Consigne 1
Recopiez mot pour mot tout ce qui va de « Deux psychiatres pour » jusqu'à « VSO s’implique activement. » dans le texte ci-dessous.
------------
Revenons à la santé mentale. Une volontaire VSO de la région de l’ouest du pays travaille dans un centre d’hébergement pour personnes ayant des problèmes de santé mentale.  On les accueille, les soulage de leurs chaines et leur offrons un milieu un peu plus convenable. 
Deux psychiatres pour tout le pays m’a-t-elle dit.  Lors de leur visite, ils prescrivent massivement et la dose est diminuée tranquillement jusqu’à l’équilibre parfait.  L'infirmière fera cette partie du travail.
À cet endroit, c’est un peu comme au Québec, la camisole chimique et un «semblant» d’aile psychiatrique orchestrés par une infirmière dévouée et un désir de changement. Un projet où VSO s’implique activement.
Mais, vous savez, les gens d’ici ayant des problèmes de santé mentale ne sont pas tous en prison. La plupart sont laissés à eux-mêmes, se retrouvant alors à mendier dans leur période plus critique ou encore…À attraper la crinière ou le cou d’une volontaire VSO…
Bref, notre pauvre agresseur a eu de la chance, il est reparti avec son butin et nous espérons que la femme qui l’a rendu fou a mis fin à son sortilège.
Nous lui recommandons de se tenir loin des femmes…Toutes les femmes…Qui sait lesquelles sont sorcière...
J’apprendrai la sorcellerie…Les mâles du Québec n’ont qu’à bien se tenir…Fils inclus…


vendredi 18 février 2011

Semaine six

Bzzzzzz…
Un peu plus de légèreté cette semaine…Moi seul...Avec un peu de Cameroun…
02h30 du matin.  Je ne peux me rendormir.  Je pense à tout, à vous, à eux, au quotidien, enfin…Le sommeil m’a quitté, comme ça, sans prévenir.
Soudain, un bruit d’ailes qui frappent l’air. Du calibre…Un bimoteur, plus fort encore, je dirais deux turbos…Des énormes turbos. 
Je solidifie mon moustiquaire. Je le serre sous mon matelas en faisant le tour rapidement et efficacement.  Hors de question que ce bruyant émetteur et moi cohabitions sous le même toit.
Mais qu’est-ce que c’est ? Tout bien réfléchi, quoi d’autres que deux simples mouches que nous rencontrons un peu partout qui s’accouplent, comme ça, en plein cœur de la nuit et qui ont pris leur envol. Leur fortissimo est convaincant, il s’agit d’une séance de fornication et elles sont sur le point d’atteindre le coït.
Vous savez, ces mouches n’ont aucune pudeur, ils s’envoient en l’air partout, n’importe quand, n’importe comment, avec n’importe qui, sans aucune règle…Et sans condom j’en suis certaine…Moi qui travaille à la lutte au VIH…Ces mouches sont effrontées.
Et puis, plus un bruit. La forme noire s’est déposée sur une de mes blouses accrochée sur le pôle du rideau qui sépare ma chambre de la salle d’eau où se trouvent la douche et le lavabo.
------------
Consigne 2
Réécrivez sous forme de liste numérotée, sans les lignes vides, tout ce qui va de la ligne contenant « Locate the distant » jusqu'à celle contenant « xmin=0 ymin=0 xmax=700 ymax=171 » dans les enregistrements ci-dessous.

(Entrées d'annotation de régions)
------------
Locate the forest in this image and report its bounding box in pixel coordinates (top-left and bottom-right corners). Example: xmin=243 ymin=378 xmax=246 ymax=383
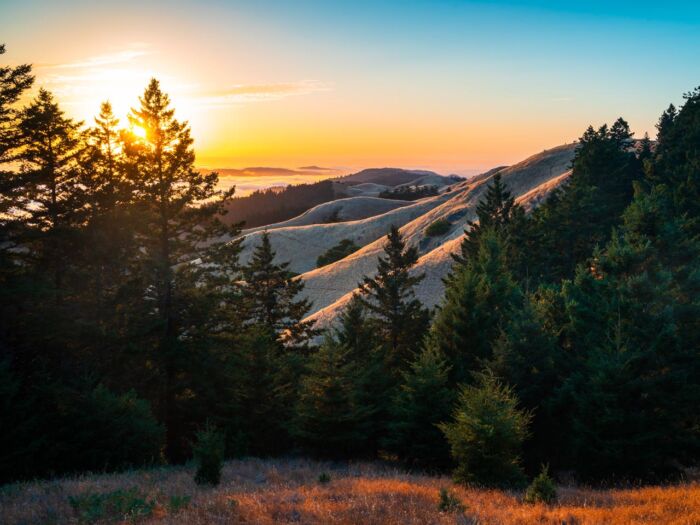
xmin=0 ymin=42 xmax=700 ymax=487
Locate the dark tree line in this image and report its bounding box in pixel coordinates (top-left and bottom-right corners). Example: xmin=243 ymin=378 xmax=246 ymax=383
xmin=0 ymin=49 xmax=314 ymax=481
xmin=223 ymin=180 xmax=345 ymax=228
xmin=0 ymin=42 xmax=700 ymax=485
xmin=379 ymin=186 xmax=438 ymax=201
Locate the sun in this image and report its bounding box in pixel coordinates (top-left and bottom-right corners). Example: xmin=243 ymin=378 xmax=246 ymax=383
xmin=130 ymin=126 xmax=146 ymax=139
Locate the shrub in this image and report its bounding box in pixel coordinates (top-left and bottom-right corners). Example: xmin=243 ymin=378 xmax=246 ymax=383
xmin=68 ymin=487 xmax=156 ymax=523
xmin=440 ymin=373 xmax=531 ymax=487
xmin=318 ymin=472 xmax=331 ymax=484
xmin=193 ymin=423 xmax=224 ymax=485
xmin=425 ymin=219 xmax=452 ymax=237
xmin=168 ymin=495 xmax=192 ymax=514
xmin=525 ymin=465 xmax=557 ymax=505
xmin=73 ymin=385 xmax=164 ymax=470
xmin=316 ymin=239 xmax=360 ymax=268
xmin=438 ymin=488 xmax=466 ymax=512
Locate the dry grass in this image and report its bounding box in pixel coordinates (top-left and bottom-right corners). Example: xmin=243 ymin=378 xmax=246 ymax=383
xmin=0 ymin=459 xmax=700 ymax=525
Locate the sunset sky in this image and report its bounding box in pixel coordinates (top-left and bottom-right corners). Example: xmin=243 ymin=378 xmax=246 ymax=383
xmin=0 ymin=0 xmax=700 ymax=173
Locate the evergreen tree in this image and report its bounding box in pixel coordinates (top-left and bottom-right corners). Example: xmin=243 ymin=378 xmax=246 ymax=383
xmin=243 ymin=231 xmax=314 ymax=346
xmin=360 ymin=226 xmax=429 ymax=374
xmin=527 ymin=119 xmax=643 ymax=283
xmin=0 ymin=44 xmax=34 ymax=163
xmin=440 ymin=373 xmax=530 ymax=486
xmin=563 ymin=227 xmax=700 ymax=478
xmin=457 ymin=173 xmax=522 ymax=264
xmin=385 ymin=347 xmax=454 ymax=468
xmin=334 ymin=294 xmax=386 ymax=456
xmin=13 ymin=89 xmax=85 ymax=303
xmin=124 ymin=79 xmax=238 ymax=460
xmin=0 ymin=45 xmax=34 ymax=358
xmin=295 ymin=338 xmax=366 ymax=457
xmin=431 ymin=230 xmax=522 ymax=384
xmin=488 ymin=289 xmax=571 ymax=472
xmin=654 ymin=87 xmax=700 ymax=233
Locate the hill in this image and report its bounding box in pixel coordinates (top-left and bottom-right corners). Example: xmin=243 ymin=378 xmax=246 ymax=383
xmin=298 ymin=144 xmax=575 ymax=326
xmin=337 ymin=168 xmax=463 ymax=186
xmin=223 ymin=168 xmax=461 ymax=229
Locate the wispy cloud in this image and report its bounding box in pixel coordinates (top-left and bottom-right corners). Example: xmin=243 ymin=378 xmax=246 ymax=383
xmin=194 ymin=80 xmax=333 ymax=106
xmin=43 ymin=44 xmax=151 ymax=69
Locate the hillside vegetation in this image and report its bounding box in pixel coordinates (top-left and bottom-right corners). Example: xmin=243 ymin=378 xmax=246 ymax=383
xmin=0 ymin=40 xmax=700 ymax=508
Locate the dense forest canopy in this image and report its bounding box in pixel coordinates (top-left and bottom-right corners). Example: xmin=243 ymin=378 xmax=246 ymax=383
xmin=0 ymin=47 xmax=700 ymax=486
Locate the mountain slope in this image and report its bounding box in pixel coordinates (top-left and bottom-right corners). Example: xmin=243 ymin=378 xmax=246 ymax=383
xmin=301 ymin=144 xmax=575 ymax=326
xmin=243 ymin=197 xmax=411 ymax=234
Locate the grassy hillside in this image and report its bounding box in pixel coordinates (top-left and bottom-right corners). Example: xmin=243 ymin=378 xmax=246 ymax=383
xmin=0 ymin=459 xmax=700 ymax=525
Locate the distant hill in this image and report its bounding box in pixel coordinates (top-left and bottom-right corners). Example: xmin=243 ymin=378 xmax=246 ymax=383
xmin=337 ymin=168 xmax=464 ymax=187
xmin=218 ymin=166 xmax=463 ymax=229
xmin=227 ymin=144 xmax=576 ymax=327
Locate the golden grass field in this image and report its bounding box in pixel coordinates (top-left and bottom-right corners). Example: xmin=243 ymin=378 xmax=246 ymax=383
xmin=0 ymin=459 xmax=700 ymax=525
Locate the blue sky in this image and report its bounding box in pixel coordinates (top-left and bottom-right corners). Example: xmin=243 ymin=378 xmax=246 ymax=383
xmin=0 ymin=0 xmax=700 ymax=171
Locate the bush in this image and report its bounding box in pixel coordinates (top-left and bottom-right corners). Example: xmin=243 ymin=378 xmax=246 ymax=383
xmin=168 ymin=495 xmax=192 ymax=514
xmin=440 ymin=374 xmax=531 ymax=487
xmin=438 ymin=488 xmax=466 ymax=512
xmin=316 ymin=239 xmax=360 ymax=268
xmin=75 ymin=385 xmax=164 ymax=470
xmin=193 ymin=423 xmax=224 ymax=486
xmin=425 ymin=219 xmax=452 ymax=237
xmin=525 ymin=465 xmax=557 ymax=505
xmin=68 ymin=487 xmax=156 ymax=523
------------
Réponse 1
Deux psychiatres pour tout le pays m’a-t-elle dit.  Lors de leur visite, ils prescrivent massivement et la dose est diminuée tranquillement jusqu’à l’équilibre parfait.  L'infirmière fera cette partie du travail.
À cet endroit, c’est un peu comme au Québec, la camisole chimique et un «semblant» d’aile psychiatrique orchestrés par une infirmière dévouée et un désir de changement. Un projet où VSO s’implique activement.

Réponse 2
1. Locate the distant hill in this image and report its bounding box in pixel coordinates (top-left and bottom-right corners). Example: xmin=243 ymin=378 xmax=246 ymax=383
2. xmin=337 ymin=168 xmax=464 ymax=187
3. xmin=218 ymin=166 xmax=463 ymax=229
4. xmin=227 ymin=144 xmax=576 ymax=327
5. Locate the golden grass field in this image and report its bounding box in pixel coordinates (top-left and bottom-right corners). Example: xmin=243 ymin=378 xmax=246 ymax=383
6. xmin=0 ymin=459 xmax=700 ymax=525
7. Locate the blue sky in this image and report its bounding box in pixel coordinates (top-left and bottom-right corners). Example: xmin=243 ymin=378 xmax=246 ymax=383
8. xmin=0 ymin=0 xmax=700 ymax=171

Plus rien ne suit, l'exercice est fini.